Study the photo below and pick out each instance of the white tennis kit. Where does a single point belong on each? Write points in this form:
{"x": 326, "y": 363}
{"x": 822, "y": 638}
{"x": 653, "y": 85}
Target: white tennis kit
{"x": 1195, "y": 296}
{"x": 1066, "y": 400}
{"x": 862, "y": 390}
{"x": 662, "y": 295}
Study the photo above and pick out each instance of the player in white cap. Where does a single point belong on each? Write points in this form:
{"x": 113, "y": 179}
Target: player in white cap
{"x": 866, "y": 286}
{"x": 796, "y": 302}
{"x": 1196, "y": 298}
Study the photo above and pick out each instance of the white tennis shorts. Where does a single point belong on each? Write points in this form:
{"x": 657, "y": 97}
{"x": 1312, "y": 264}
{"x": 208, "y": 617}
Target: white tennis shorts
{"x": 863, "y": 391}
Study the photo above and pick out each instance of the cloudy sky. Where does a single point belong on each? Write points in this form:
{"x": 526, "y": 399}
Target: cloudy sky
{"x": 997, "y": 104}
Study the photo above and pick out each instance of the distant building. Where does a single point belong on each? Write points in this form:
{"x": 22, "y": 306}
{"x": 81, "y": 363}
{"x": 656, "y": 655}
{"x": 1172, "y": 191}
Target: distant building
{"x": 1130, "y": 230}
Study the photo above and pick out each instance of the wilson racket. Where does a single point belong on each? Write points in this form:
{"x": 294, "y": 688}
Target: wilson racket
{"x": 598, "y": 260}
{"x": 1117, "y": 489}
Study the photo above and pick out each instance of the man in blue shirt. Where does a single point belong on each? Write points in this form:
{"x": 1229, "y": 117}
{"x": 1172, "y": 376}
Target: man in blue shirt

== Problem ==
Could you convert the items into a Markdown table with the columns Row and Text? Start at the line that contains "of the wilson", include that line, continue through the last line of the items, and leave out any blank lines.

== Reply ==
| Row | Text |
|---|---|
| 1 | Study the photo above and pick out each instance of the wilson racket. Where does a single point belong on each? Write points in this form: |
| 2 | {"x": 294, "y": 688} |
| 3 | Target: wilson racket |
| 4 | {"x": 598, "y": 260} |
| 5 | {"x": 1117, "y": 489} |
| 6 | Study the photo above and pick out each instance of the man in blue shirt. Where does a single point belong on each? Write points in this form: |
| 7 | {"x": 1229, "y": 117} |
| 8 | {"x": 1172, "y": 376} |
| 9 | Target: man in blue shirt |